▶ [OBJECTIVE]:
Reproduce every line of the entries below word for word, keeping their order and wording unchanged.
[START EXTRACTED INFORMATION]
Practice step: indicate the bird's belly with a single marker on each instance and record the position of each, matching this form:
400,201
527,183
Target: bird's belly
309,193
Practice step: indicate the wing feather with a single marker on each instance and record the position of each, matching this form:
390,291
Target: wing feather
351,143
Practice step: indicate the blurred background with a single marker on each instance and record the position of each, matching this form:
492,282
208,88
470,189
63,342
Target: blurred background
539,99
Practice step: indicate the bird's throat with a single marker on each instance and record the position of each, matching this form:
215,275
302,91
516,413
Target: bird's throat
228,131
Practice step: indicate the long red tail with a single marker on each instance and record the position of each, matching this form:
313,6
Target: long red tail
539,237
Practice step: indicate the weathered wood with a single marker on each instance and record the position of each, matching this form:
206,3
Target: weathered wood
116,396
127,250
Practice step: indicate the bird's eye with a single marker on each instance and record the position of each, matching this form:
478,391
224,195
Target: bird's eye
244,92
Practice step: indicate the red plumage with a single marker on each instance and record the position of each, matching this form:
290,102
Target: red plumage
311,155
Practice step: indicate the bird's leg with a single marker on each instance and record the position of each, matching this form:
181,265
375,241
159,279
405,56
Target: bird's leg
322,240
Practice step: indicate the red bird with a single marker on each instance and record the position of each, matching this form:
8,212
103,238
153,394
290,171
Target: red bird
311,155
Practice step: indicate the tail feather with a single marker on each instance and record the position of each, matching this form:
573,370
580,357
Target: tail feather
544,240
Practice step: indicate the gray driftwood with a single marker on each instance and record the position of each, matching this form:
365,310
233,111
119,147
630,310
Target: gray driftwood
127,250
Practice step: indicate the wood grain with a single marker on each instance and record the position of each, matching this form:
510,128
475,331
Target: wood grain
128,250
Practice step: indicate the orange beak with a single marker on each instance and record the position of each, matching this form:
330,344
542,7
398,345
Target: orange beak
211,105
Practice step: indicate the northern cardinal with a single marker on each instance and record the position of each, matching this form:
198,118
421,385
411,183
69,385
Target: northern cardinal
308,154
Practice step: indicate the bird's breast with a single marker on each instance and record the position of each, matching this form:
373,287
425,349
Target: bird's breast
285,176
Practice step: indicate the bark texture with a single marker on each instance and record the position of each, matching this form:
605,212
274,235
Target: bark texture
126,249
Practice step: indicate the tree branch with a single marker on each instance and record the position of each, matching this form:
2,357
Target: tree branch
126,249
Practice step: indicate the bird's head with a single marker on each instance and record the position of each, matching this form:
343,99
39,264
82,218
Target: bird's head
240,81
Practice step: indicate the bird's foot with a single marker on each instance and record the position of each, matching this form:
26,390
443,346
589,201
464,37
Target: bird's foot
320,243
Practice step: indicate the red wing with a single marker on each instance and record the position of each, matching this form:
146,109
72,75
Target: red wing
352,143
[END EXTRACTED INFORMATION]
▶ [OUTPUT FOR THIS EXERCISE]:
Practice step: indicate the bird's belly with a single marker on each instance and record the position of each, matching this form:
400,201
527,183
Target: bird's belly
309,193
Practice step: indicate the wing feather with a single marker on each instance and record the position of each, matching this form:
390,291
Target: wing feather
351,143
Practice step: indicate the blurred background with a single marker on each instance and record the position of each, matching this form:
492,282
208,88
470,189
63,342
Target: blurred background
539,99
Practice step: indicate the bird's throat with a single marker on each instance and record the position of each, matching this form:
215,275
302,91
516,413
Target: bird's throat
228,131
Practice step: indicate the long red tail with a single marker on each instance and record the position of each, matching this form:
313,6
Target: long red tail
539,237
Practice step: indicate the weathered wood with a single marker on each instance and record the position of each, matching this form:
206,3
Target: weathered wood
116,396
127,250
Practice step: indicate the bird's eye with a single marker on each instance and record the position of each, matching this form:
478,391
224,195
Target: bird's eye
244,92
Practice step: indicate the red plumage with a single marker on each instance and record the position of each, matching this form:
290,102
Target: red plumage
311,155
Practice step: indicate the bird's leg with a single marker on each instance and record the position of each, matching this form:
181,265
375,241
159,279
405,56
Target: bird's leg
322,240
Practice step: indicate the red bird with a single marker on each instance and record the position of each, matching this form:
8,212
103,238
153,394
290,171
Target: red bird
311,155
Practice step: indicate the tail feather with a single marker on each instance and record the position of each, matching this form:
573,370
580,357
Target: tail feather
544,240
Practice step: indicate the gray driftwood with a single marker on each instance and record the position of each, matching this form:
365,310
233,111
119,147
630,310
Target: gray driftwood
127,250
Practice step: indicate the wood grain with a single marker on each instance and record the position of each, matching this form:
510,128
475,331
Target: wood grain
128,250
Practice step: indicate the orange beak with a single marker on each instance and record the position of each, matching this form:
330,344
542,7
398,345
Target: orange beak
211,105
Practice step: indicate the northern cardinal with a single marker on each instance and record the position of each, matching this form:
198,118
421,385
411,183
69,385
Target: northern cardinal
308,154
Practice step: indicate the bird's breast with a single marker on each instance and record the position of each, matching this form:
373,287
425,349
Target: bird's breast
285,176
Practice step: indicate the bark texture with a single marker on each instance and record the position of each, matching this form:
605,212
274,235
Target: bark texture
126,249
Practice step: indicate the tree branch with a single marker on each instance and record the position of each, matching this form:
2,357
Target: tree branch
126,249
Practice step: indicate the bird's head with a single marker on each instance and record the position of each, matching this form:
343,99
39,264
82,218
Target: bird's head
240,81
Practice step: indicate the bird's foot with a single marker on each instance and record the position of each, matching this form:
26,390
443,346
589,201
464,37
Target: bird's foot
320,243
Practice step: indicate the red wing with a single marker on each instance and record the position of each, matching this form:
146,109
72,75
Target: red wing
352,143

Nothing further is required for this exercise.